Recopiez le passage du texte fourni qui commence par « À ce point, une » et se termine par « tout avec le bonheur. », en le mettant à jour : remplacez-y « twittonyme » par « pseudonyme ».

_TEXTE FOURNI:_
━━━━
Posted in Philosophie by hadyba on avril 12, 2014

Les Anciens avaient cette conception selon laquelle une vie bonne menait nécessairement au bonheur. Le sage qui mène une vie conforme à la morale est nécessairement un homme heureux. Ce seront les stoïciens qui iront le plus loin dans cette conception affirmant même que le sage est heureux même sous la torture. Que Épictète, l’un des maitres du stoïcisme ait été un esclave ayant subi la torture dans sa chair et que ‘autre maître soit Marc Aurèle qui dirigeait ce qui était encore le plus puissant empire au monde semble donner un relief saisissant à cette pensée. Aristote, quoique faisant du bonheur le Souverain Bien, affirmera cependant que « c’est parler pour ne rien dire que de dire que le sage peut l’être sous la torture. » Il soutient donc que notre bonheur dépend au moins en partie des circonstances extérieures, aussi sage que nous fussions.

Hier sur twitter, le philosophe Guy Longworth  a affirmé que la moralité n’a pas pour objectif de nous rendre heureux mais de nous rendre digne du bonheur.

À quoi j’ai répondu qu’à mon avis la morale n’a rien à voir avec le bonheur.

Ce qu’il a trouvé un peu fort quoique pas totalement antipathique comme position.

À ce point, une philosophe française utilisant le twittonyme de Gadiouka a rejoint la conversation affirmant l’on ne pouvait déconnecter la morale d’avec le bonheur même si l’acte vertueux n’a pas pour but le bonheur..

J’ai donc dit qu’il fallait que j’écrive un post de blog pour clarifier ma position.

Remarquons déjà que tous les trois protagonistes de la conversation ont un peu évolué par rapport aux Anciens : nous ne croyons pas que la morale mène au bonheur. Mon affirmation est clairement a plus forte. Je pense que la morale n’a pas de relation du tout avec le bonheur.

J’entends par là que les mécanismes pour arriver à l’une et l’autre ne sont pas les mêmes et que c’est une illusion que de penser que le fait de poursuivre l’une contribuera à l’atteinte de l’autre.
━━━━
_DONNÉES FOURNIES:_
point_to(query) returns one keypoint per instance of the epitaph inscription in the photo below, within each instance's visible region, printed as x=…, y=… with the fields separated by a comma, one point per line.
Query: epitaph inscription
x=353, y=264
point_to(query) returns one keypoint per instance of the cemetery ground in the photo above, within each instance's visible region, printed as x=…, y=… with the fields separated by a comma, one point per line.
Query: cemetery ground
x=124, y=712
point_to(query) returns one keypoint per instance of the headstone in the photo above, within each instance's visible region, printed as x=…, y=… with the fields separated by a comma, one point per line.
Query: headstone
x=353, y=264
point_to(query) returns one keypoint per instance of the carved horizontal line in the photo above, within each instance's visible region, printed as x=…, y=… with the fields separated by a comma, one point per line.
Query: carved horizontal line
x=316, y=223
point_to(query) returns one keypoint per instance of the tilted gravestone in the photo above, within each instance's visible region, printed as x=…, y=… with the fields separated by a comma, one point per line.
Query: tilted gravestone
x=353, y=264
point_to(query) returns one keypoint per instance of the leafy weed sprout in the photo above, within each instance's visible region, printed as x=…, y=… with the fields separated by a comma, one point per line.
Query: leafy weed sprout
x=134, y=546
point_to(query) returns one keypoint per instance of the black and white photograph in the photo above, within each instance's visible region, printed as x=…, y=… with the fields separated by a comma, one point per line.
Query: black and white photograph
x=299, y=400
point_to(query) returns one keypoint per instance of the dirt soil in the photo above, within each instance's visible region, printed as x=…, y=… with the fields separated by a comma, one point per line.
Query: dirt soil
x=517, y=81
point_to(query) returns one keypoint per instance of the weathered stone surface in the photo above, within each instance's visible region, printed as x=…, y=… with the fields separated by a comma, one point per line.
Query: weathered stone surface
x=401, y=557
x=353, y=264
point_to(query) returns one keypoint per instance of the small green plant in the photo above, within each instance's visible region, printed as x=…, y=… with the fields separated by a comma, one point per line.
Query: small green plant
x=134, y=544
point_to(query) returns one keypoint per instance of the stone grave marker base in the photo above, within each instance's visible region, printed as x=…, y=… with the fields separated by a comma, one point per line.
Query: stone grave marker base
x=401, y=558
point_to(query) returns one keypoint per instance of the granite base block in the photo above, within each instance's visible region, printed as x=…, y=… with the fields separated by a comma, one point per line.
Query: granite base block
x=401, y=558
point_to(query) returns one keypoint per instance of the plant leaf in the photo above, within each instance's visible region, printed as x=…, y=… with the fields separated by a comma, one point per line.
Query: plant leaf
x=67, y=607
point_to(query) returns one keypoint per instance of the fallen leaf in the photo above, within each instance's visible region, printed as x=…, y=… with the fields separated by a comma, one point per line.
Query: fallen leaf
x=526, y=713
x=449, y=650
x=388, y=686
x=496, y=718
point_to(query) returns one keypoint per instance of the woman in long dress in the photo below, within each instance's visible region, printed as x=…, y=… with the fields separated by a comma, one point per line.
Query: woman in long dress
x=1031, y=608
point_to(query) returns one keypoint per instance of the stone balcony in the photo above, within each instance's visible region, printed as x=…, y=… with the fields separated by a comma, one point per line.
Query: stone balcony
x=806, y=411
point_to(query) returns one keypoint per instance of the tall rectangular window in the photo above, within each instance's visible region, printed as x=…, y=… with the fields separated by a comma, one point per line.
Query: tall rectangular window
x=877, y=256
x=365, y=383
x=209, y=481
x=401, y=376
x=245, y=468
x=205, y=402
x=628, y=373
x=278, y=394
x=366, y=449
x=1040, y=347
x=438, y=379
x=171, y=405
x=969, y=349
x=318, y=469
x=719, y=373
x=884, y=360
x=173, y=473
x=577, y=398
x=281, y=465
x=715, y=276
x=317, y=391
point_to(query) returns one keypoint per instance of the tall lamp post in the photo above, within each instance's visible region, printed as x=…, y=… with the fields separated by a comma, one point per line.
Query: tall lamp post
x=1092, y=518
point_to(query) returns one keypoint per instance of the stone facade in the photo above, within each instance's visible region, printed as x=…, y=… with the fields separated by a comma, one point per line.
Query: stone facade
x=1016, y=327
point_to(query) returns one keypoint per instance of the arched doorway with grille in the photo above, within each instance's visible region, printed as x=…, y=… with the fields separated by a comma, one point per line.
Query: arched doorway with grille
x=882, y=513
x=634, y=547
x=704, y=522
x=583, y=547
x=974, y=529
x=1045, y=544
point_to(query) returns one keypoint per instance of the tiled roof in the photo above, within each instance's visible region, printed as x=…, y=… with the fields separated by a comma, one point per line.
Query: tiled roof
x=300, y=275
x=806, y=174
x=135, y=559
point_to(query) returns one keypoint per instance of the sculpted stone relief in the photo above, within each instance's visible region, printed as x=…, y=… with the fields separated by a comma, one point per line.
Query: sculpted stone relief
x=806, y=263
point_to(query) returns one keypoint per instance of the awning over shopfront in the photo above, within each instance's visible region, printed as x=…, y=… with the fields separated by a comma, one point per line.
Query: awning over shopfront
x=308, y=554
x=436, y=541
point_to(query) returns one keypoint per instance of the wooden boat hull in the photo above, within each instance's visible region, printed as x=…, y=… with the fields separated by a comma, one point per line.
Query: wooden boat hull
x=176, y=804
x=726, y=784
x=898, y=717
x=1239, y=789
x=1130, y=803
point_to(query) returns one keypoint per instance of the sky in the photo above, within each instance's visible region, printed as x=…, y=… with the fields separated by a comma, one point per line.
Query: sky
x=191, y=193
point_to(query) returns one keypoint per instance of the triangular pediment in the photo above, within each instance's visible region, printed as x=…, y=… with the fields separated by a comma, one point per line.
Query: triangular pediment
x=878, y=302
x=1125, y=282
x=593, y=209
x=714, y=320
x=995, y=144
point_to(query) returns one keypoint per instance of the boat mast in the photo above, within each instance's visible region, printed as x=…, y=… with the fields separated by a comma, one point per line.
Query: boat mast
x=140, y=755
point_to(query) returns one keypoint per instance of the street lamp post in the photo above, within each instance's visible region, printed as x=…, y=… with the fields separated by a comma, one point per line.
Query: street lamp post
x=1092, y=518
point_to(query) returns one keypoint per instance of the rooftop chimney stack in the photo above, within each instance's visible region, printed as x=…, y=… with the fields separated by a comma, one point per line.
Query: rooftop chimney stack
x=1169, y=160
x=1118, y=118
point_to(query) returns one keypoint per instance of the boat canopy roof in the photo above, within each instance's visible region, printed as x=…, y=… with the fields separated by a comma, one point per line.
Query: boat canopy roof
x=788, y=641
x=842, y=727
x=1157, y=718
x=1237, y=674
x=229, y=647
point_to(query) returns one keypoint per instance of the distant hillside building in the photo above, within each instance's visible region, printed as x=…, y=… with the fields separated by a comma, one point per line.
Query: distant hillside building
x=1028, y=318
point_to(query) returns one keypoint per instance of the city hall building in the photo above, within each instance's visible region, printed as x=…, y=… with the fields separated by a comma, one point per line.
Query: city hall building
━━━━
_RÉPONSE COMPLÈTE:_
À ce point, une philosophe française utilisant le pseudonyme de Gadiouka a rejoint la conversation affirmant l’on ne pouvait déconnecter la morale d’avec le bonheur même si l’acte vertueux n’a pas pour but le bonheur..

J’ai donc dit qu’il fallait que j’écrive un post de blog pour clarifier ma position.

Remarquons déjà que tous les trois protagonistes de la conversation ont un peu évolué par rapport aux Anciens : nous ne croyons pas que la morale mène au bonheur. Mon affirmation est clairement a plus forte. Je pense que la morale n’a pas de relation du tout avec le bonheur.